*Texto mostrado:*

········

En 2017 trabajaba para una startup de San Francisco. Yo había sido el primer empleado en México, y nos había ido tan bien que me confiaron contratar más personas de este lado.
Desafortunadamente, todo lo bueno por servir se acaba, como decía mi abuela.
Un martes —lo recuerdo perfectamente—, el nuevo Product Manager que había entrado hacía unas semanas me dijo que si me podía conectar a una llamada rápida.
“Ya no vamos a requerir tus servicios.”
Recuerdo que me puse defensivo. Me sentí personalmente agredido. Después de todo, yo había ayudado a contratar a todos los ingenieros en México, yo había desarrollado gran parte de la aplicación, yo había sido el primero en entrar a la empresa de todos mis compañeros… yo, yo, yo.
Fue un trago amargo. Pero también uno que necesitaba.
En retrospectiva, hoy veo que mi actitud no era la correcta, y que mi ego me había estado jugando chueco. Haciéndome creer que yo era más importante que todo lo demás. Y que era intocable.
Mi ego me llevó a públicamente contradecir a nuestro CEO en llamadas, a estar visiblemente desconectado en reuniones de estrategia. A no ser un jugador de equipo. Lo que importaba era yo.

········

*Datos extraídos:*
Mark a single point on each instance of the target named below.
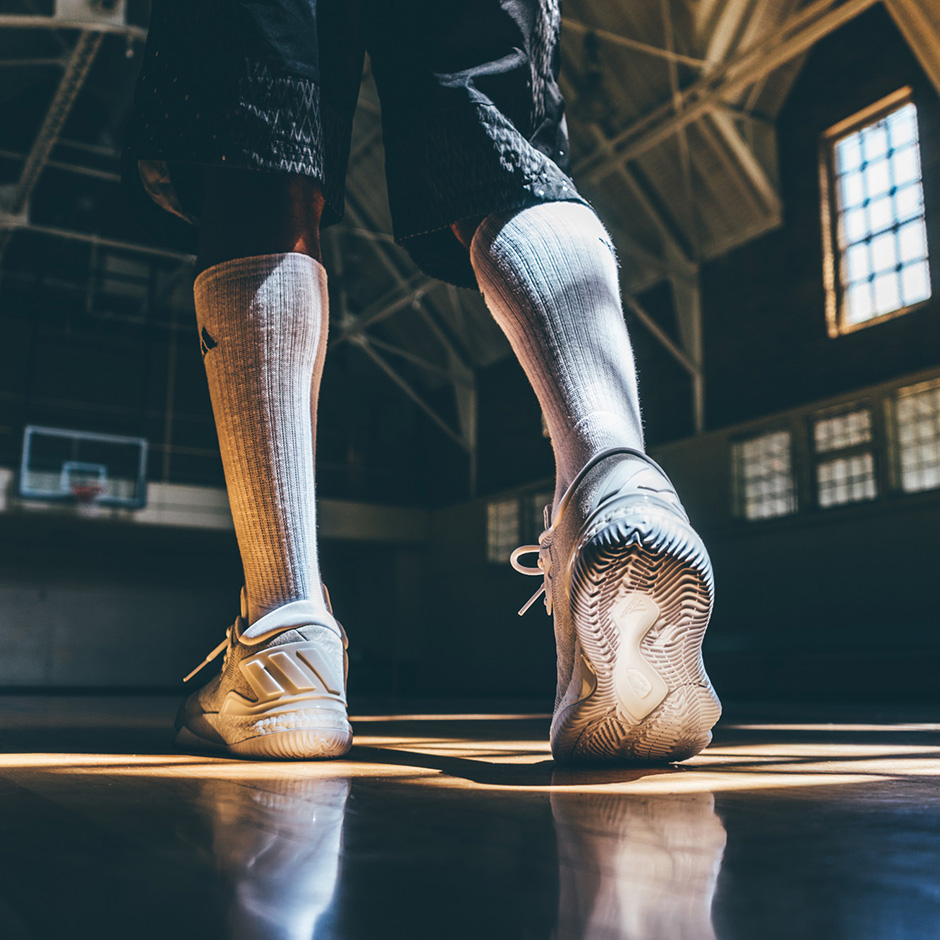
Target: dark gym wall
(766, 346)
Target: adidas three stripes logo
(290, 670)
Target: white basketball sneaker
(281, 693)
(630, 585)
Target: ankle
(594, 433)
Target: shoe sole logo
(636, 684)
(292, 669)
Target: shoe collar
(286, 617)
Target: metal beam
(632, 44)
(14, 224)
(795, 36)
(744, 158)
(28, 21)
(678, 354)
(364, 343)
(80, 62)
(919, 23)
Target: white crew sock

········

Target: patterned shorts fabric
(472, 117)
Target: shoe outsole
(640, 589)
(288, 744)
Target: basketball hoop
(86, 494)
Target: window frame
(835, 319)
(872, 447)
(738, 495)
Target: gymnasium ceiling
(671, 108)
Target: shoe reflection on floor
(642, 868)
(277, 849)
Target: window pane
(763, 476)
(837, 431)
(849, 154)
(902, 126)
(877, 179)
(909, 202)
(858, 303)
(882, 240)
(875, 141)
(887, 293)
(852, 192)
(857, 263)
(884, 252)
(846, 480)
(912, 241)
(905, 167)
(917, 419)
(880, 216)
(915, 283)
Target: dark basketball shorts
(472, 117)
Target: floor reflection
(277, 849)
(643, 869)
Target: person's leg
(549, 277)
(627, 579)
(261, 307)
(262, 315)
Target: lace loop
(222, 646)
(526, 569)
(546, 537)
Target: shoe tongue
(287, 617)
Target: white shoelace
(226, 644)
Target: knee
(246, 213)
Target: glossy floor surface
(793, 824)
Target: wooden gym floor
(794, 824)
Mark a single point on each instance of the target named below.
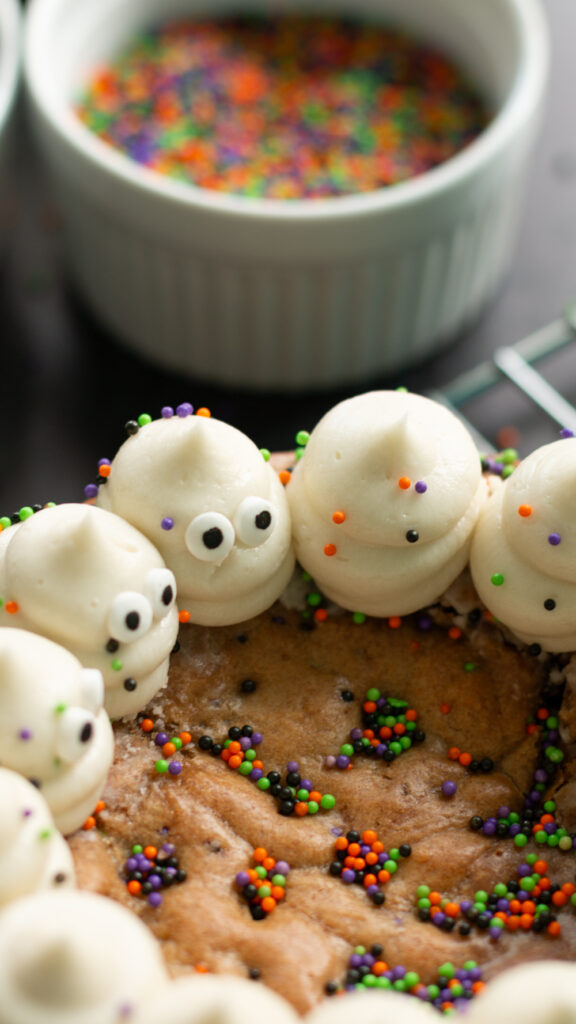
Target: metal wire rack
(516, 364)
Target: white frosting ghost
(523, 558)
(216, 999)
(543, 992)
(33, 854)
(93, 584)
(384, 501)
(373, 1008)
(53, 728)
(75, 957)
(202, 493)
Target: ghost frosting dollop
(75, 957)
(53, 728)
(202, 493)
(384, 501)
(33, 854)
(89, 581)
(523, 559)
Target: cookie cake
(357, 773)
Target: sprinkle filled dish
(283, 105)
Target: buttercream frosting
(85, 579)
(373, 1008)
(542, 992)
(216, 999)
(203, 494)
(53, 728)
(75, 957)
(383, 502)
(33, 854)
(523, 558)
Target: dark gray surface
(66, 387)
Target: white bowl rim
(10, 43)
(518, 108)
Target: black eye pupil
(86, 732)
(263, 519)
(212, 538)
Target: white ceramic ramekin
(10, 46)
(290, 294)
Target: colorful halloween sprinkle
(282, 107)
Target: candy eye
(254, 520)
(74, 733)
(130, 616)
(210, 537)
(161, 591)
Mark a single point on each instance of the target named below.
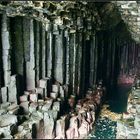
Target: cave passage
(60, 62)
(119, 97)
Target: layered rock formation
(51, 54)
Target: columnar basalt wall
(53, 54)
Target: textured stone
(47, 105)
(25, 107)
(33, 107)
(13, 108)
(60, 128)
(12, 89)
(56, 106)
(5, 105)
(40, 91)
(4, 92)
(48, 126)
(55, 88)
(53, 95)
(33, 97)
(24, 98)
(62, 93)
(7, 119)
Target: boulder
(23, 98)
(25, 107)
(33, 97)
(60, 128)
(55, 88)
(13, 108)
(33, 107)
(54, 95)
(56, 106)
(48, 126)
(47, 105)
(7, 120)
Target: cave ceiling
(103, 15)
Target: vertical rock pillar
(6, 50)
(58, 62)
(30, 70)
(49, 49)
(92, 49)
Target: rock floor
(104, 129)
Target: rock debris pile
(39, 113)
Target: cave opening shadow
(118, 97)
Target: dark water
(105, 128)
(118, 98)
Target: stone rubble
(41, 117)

········

*Tarea:* Retoma el relato del despido en la startup y continúalo desde su última oración. Los registros son un material independiente del relato.

*Respuesta:*
Hoy agradezco que me hayan despedido como lo hicieron. Claramente, no estaba haciendo las cosas bien. Pero qué trago tan amargo pasé.
Como dice Tony Adams, entrenador de fútbol:
Juega para el nombre al frente de tu playera, y recordarán el nombre de atrás.
Lo que aprendí en aquella ocasión es la importancia de mantener el ego en check.
Desde entonces, me he hecho más consciente de lo que puede suceder si uno deja que se descarrile su sentido de autoimportancia. Y los impactos que esto puede tener.
En aquel momento mi única responsabilidad eran mis perros. Imagino que hubiera sido mucho peor si tuviera familia, hijos, o alguna otra responsabilidad mayor.
Hoy, te invito a que reflexiones: ¿cómo está tu ego jugando en tu contra, y a qué consecuencias podría llevarte? Te leo.
— Oscar Swanros.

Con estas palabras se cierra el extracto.